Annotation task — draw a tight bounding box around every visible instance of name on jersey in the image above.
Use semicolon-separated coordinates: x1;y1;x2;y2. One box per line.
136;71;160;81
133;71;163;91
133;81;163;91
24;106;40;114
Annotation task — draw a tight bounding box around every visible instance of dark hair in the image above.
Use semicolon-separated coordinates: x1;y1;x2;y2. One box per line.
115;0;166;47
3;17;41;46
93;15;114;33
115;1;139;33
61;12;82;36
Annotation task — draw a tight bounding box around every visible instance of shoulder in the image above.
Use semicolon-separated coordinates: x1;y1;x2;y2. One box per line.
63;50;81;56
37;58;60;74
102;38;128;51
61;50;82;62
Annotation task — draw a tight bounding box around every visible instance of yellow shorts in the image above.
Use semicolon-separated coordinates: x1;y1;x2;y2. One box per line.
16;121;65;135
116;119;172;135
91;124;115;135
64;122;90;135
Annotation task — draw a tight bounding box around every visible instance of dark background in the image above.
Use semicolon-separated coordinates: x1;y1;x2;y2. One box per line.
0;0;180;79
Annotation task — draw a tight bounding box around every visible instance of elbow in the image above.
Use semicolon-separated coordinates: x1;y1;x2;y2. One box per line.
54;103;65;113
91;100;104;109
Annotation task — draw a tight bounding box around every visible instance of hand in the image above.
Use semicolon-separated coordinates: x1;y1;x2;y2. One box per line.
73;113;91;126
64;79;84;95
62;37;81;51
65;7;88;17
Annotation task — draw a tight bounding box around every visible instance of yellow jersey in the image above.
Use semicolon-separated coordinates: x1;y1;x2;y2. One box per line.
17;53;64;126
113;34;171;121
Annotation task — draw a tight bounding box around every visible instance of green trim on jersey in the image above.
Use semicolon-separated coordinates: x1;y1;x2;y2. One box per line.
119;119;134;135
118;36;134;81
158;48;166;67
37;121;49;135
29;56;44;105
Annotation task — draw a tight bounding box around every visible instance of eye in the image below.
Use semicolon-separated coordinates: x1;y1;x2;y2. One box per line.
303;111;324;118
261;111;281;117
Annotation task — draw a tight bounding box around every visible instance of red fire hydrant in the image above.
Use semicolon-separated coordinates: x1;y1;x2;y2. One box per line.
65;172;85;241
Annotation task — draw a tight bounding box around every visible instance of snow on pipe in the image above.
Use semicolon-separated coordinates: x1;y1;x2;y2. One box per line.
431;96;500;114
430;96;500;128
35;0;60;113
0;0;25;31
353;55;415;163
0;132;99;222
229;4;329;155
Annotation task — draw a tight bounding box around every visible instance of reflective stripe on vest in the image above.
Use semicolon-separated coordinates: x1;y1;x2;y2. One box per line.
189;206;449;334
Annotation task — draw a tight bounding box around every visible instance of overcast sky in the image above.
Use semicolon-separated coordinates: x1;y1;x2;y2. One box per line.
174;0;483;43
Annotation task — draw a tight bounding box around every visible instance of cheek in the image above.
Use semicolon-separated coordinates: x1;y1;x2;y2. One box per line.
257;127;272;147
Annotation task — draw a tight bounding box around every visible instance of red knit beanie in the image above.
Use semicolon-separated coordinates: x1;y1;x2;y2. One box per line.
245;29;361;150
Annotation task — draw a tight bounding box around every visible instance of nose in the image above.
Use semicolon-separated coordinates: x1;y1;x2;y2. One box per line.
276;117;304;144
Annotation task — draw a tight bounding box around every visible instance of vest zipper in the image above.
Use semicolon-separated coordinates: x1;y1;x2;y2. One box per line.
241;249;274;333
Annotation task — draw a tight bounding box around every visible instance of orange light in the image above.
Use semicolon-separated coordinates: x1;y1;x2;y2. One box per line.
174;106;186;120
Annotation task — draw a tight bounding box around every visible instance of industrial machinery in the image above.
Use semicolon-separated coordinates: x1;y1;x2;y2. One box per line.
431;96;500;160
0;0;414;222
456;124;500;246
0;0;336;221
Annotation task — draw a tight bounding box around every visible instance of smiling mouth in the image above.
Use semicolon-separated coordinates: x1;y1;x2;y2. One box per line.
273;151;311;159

» **Given request**:
Starting at the line that contains "nose in the image above." and ending with the last line of the items, write out every line again, adding 87 to each bounding-box coordinate in the answers.

» **Task response**:
Annotation task — draw a tight bounding box around every visible instance of nose in the image above.
Use semicolon-separated coordinates: x1;y1;x2;y2. One box per line.
363;204;391;231
Annotation task — draw a tight bounding box around every visible instance of vest zipper in the image above.
Use semicolon-separated coordinates: x1;y1;x2;y2. One box per line.
328;336;361;420
Annotation task — draw a tight bounding box around every visible instance of orange light in the image above.
Use semicolon-separated coordinates: x1;y1;x2;y2. One box per line.
261;193;273;207
Annotation task — draw a tight bounding box around every visible instance of industrial machinery in the image above.
Use semicolon-separated coordinates: x1;y1;x2;y2. One box per line.
518;183;587;247
87;87;501;309
543;211;587;333
87;87;423;308
Annotation task — draw a tight bounding box around every visible instance of smiling mouth in the image above.
Use semicolon-separated coordinates: x1;y1;x2;y2. One box per line.
360;238;398;246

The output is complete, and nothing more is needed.